Aufgabe 1:
Bearbeite die Datenzeilen von der Zeile mit „If you could pin the sepia“ bis zum Ende der Daten einschließlich, indem du „sepia photograph“ durch „black-and-white photograph“ ersetzt. Gib nur diese Zeilen wieder und lass alles andere unverändert.

Zitierter Text:
_ "Dilemma - Warum wir unsere Ressourcen zerstören, obwohl wir es doch besser wissen"

__ Zweite Auflage; G.Mair, Novum Verlag, 2023

85 % CO2-Reduktion bis 2050 in Deutschland - eine Wissenschaftsanalyse 2017

 

Kostenoptimierung der Energiewende durch Sektorkopplung

Januar 2018


Unter dem Titel "'Sektorkopplung' – Optionen für die nächste Phase der Energiewende" wurde 2017 von einer Gruppe nationaler Wissenschaftsakademien (1) analysiert, wie die deutsche Energiewende vom heutigen Stand auf das von EU und Bundesregierung formulierte Ziel einer Reduzierung 2050 um 85 % des CO2-Ausstoßes gegenüber 1990 ablaufen könne.

 
   Entwicklung des deutschen Primär- und Endenergieverbrauchs

PEV: Primärenergieverbrauch; EEV: Endenergieverbrauch
bis 1990 Summe aus BRD und DDR
Quelle: (1)

   

Die Graphik rechts zeigt, dass der Primärenergieverbrauch seit 1990 nur um 8 % gefallen ist, wobei der CO2-Ausstoß im gleichen Zeitraum von 1,05 Mrd. Tonnen auf 0,80 Mrd. Tonnen, also um 24 % fiel (nicht dargestellt (2)).
Es ist also offensichtlich, dass die bisherige Entwicklung nicht ausreichend schnell verläuft.

Die Analyse basiert auf einem technisch/ökonomischen Modell und gibt politische Empfehlungen.

Das Rechenmodell sucht unter den Randbedingungen der ständigen Energieverfügbarkeit und der jährlichen vorgegebenen CO2-Reduzierung den kostengünstigsten Pfad bis 2050.

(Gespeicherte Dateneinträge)
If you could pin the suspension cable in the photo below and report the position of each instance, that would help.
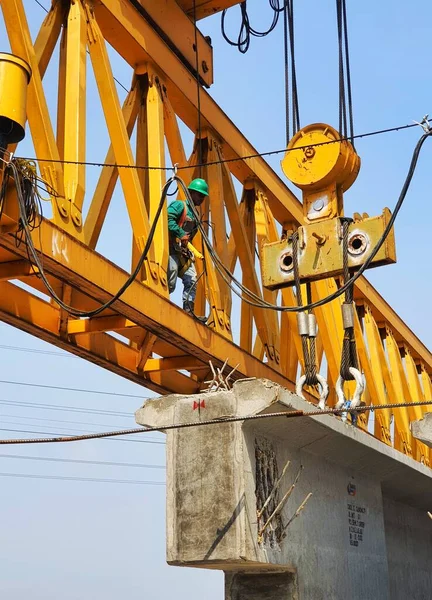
(346, 120)
(254, 300)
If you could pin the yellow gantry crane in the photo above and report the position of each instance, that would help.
(156, 344)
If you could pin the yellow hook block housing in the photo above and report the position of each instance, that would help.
(323, 167)
(15, 75)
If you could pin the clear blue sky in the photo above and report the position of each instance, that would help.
(85, 540)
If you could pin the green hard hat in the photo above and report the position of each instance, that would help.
(199, 185)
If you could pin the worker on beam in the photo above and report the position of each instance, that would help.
(182, 226)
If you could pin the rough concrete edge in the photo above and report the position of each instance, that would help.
(422, 429)
(237, 565)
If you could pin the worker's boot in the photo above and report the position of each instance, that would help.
(189, 308)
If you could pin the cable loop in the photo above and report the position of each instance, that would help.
(324, 389)
(356, 399)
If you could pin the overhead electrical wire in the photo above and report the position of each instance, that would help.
(38, 351)
(70, 389)
(105, 463)
(223, 160)
(95, 436)
(86, 479)
(217, 421)
(43, 406)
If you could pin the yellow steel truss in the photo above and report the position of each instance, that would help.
(155, 343)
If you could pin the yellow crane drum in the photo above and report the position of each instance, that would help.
(317, 158)
(15, 75)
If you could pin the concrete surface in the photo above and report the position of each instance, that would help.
(422, 430)
(346, 541)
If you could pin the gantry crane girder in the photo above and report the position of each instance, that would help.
(143, 336)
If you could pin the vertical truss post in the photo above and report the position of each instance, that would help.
(246, 318)
(118, 133)
(37, 110)
(48, 35)
(61, 95)
(109, 175)
(218, 224)
(380, 394)
(156, 179)
(414, 387)
(75, 111)
(401, 416)
(247, 262)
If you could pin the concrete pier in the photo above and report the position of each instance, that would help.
(363, 533)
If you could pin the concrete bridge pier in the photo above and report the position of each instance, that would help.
(234, 491)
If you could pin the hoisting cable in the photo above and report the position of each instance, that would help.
(242, 42)
(346, 119)
(308, 331)
(198, 86)
(244, 294)
(349, 368)
(290, 72)
(254, 300)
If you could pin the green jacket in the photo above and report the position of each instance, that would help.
(175, 212)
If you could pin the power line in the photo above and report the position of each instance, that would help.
(59, 421)
(94, 434)
(41, 406)
(69, 389)
(2, 416)
(218, 421)
(92, 479)
(223, 160)
(37, 351)
(81, 462)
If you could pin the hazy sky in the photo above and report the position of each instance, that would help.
(74, 539)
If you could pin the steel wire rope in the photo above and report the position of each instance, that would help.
(246, 30)
(346, 119)
(224, 271)
(260, 303)
(209, 422)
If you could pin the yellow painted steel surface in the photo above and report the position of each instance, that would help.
(15, 74)
(322, 167)
(161, 347)
(320, 252)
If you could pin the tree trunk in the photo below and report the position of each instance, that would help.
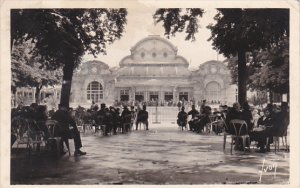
(242, 77)
(271, 97)
(37, 94)
(66, 85)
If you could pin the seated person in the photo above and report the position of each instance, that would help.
(233, 113)
(142, 117)
(247, 115)
(182, 118)
(195, 116)
(65, 120)
(261, 135)
(124, 117)
(204, 119)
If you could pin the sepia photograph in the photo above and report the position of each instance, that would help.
(150, 93)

Aufgabe 2:
Beantworte anhand des Textes zur Sektorkopplung folgende Fragen:
(a) Wer hat die Analyse im Jahr 2017 durchgeführt?
(b) Um wie viel Prozent ist der Primärenergieverbrauch seit 1990 gefallen?
(c) Wonach sucht das Rechenmodell?

Vollständige Antwort 1:
If you could pin the black-and-white photograph in the photo above and report the position of each instance, that would help.
(150, 93)

Vollständige Antwort 2:
(a) Eine Gruppe nationaler Wissenschaftsakademien.
(b) Um 8 %.
(c) Nach dem kostengünstigsten Pfad bis 2050, unter den Randbedingungen der ständigen Energieverfügbarkeit und der jährlichen vorgegebenen CO2-Reduzierung.